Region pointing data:
***

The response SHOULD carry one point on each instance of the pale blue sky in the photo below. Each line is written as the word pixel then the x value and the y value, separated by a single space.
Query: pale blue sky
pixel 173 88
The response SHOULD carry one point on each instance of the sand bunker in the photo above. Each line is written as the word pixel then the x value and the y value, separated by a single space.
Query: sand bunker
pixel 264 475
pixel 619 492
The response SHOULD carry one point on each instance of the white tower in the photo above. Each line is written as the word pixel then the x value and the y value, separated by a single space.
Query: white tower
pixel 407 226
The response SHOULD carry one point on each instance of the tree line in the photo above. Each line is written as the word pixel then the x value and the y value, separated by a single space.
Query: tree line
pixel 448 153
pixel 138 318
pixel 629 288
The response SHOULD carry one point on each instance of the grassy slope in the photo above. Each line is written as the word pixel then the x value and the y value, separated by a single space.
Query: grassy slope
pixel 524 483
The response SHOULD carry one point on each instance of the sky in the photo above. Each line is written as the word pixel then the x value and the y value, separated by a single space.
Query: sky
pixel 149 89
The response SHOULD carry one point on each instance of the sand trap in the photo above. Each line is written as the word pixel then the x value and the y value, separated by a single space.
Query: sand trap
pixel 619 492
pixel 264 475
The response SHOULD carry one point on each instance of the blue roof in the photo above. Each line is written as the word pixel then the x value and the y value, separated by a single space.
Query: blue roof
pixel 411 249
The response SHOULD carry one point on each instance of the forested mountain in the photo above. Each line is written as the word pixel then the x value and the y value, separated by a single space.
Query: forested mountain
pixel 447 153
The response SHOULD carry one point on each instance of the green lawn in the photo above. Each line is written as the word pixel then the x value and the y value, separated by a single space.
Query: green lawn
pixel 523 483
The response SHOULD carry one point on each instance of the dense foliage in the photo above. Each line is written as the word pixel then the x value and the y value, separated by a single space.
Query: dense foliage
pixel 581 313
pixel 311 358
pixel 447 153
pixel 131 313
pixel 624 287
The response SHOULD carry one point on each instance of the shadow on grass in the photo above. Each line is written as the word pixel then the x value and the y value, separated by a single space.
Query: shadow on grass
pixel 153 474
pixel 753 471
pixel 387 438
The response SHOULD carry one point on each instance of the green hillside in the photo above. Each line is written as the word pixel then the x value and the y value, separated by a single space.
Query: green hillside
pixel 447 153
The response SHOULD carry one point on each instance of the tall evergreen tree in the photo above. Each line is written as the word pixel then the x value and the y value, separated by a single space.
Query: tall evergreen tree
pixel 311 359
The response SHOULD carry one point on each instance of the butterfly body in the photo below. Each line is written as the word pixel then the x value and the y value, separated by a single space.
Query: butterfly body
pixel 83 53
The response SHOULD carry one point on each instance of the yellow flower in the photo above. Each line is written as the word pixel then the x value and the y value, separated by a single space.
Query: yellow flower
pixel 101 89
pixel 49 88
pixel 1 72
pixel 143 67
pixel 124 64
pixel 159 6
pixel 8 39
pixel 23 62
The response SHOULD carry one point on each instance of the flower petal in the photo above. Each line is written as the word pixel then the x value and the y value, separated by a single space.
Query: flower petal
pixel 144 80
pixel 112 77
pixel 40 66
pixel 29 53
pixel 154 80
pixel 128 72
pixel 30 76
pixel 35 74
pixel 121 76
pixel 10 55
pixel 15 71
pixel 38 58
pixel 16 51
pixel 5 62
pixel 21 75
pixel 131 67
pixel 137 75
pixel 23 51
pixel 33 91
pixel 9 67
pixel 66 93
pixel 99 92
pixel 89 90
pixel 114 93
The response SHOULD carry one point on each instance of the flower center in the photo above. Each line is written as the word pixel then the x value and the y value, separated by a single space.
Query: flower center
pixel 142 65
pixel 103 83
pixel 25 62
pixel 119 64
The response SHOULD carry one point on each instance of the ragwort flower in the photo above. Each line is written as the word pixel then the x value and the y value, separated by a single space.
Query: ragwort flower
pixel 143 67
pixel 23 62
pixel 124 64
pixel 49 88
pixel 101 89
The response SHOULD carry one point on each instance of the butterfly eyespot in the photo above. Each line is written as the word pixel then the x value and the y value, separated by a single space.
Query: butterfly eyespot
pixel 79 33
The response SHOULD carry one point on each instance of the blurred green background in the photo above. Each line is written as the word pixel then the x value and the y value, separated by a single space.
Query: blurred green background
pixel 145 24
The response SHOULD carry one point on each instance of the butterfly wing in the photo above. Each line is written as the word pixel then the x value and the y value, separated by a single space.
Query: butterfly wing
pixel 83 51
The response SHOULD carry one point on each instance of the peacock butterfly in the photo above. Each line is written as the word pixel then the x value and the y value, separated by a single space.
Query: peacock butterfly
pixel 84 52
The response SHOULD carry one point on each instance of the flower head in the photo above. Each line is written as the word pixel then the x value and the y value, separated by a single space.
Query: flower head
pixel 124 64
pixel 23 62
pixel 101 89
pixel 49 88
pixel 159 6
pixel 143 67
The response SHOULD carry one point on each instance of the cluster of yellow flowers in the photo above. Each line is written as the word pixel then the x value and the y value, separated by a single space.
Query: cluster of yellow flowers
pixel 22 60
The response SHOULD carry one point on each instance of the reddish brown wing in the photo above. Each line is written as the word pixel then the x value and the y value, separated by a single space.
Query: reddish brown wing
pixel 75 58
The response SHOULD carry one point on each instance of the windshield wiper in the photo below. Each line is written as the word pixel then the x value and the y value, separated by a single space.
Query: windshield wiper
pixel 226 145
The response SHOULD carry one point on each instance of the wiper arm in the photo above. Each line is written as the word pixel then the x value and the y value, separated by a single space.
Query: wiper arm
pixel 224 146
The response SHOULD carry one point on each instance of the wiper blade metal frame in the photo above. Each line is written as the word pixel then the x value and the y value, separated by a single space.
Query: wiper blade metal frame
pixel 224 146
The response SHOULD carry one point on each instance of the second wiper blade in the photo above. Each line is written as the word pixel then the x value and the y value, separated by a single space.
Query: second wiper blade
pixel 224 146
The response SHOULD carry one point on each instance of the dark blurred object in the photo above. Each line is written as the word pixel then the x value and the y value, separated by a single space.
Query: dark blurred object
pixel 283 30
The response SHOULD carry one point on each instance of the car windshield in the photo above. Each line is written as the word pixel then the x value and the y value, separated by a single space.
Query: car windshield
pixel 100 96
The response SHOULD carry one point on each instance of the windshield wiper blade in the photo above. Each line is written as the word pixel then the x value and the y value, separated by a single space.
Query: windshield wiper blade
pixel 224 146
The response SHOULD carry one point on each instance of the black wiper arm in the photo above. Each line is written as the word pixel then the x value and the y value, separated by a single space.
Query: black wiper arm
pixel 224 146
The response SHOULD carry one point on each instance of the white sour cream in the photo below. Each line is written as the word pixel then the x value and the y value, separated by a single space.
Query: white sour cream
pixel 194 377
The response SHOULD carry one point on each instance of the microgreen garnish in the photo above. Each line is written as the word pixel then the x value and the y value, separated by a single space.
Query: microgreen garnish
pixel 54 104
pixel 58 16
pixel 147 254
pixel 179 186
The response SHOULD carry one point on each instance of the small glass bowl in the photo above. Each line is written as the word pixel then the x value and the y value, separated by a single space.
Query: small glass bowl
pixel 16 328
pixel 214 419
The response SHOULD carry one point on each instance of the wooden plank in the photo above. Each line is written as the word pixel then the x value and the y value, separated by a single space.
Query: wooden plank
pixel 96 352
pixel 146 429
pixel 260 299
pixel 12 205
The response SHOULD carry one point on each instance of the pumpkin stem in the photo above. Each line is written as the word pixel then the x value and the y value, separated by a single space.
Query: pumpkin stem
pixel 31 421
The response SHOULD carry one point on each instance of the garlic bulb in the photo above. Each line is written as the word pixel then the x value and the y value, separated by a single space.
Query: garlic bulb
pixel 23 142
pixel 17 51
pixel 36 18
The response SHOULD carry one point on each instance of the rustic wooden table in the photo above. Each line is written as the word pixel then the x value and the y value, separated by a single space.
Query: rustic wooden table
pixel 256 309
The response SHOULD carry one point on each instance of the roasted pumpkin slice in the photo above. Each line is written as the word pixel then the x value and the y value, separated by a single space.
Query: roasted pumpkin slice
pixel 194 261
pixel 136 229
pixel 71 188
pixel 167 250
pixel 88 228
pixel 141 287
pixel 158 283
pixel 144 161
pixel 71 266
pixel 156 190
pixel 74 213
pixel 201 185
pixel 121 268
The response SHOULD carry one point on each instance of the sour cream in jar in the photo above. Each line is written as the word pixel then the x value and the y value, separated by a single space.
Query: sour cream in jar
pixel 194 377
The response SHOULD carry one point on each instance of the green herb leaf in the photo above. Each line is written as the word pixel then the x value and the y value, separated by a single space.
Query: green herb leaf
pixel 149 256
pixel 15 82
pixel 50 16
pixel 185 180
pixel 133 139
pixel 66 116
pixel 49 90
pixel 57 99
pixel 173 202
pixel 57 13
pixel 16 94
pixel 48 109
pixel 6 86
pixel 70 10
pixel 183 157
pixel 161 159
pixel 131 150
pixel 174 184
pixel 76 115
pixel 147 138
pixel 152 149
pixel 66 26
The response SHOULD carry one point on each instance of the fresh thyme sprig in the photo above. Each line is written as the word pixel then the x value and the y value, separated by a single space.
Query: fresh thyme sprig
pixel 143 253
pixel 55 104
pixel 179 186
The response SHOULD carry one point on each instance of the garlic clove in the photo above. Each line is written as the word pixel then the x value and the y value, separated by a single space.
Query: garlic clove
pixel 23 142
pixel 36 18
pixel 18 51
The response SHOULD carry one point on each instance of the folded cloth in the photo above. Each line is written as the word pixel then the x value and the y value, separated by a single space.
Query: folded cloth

***

From the data above, work out how many lines contain the string "folded" and reply with only the number.

2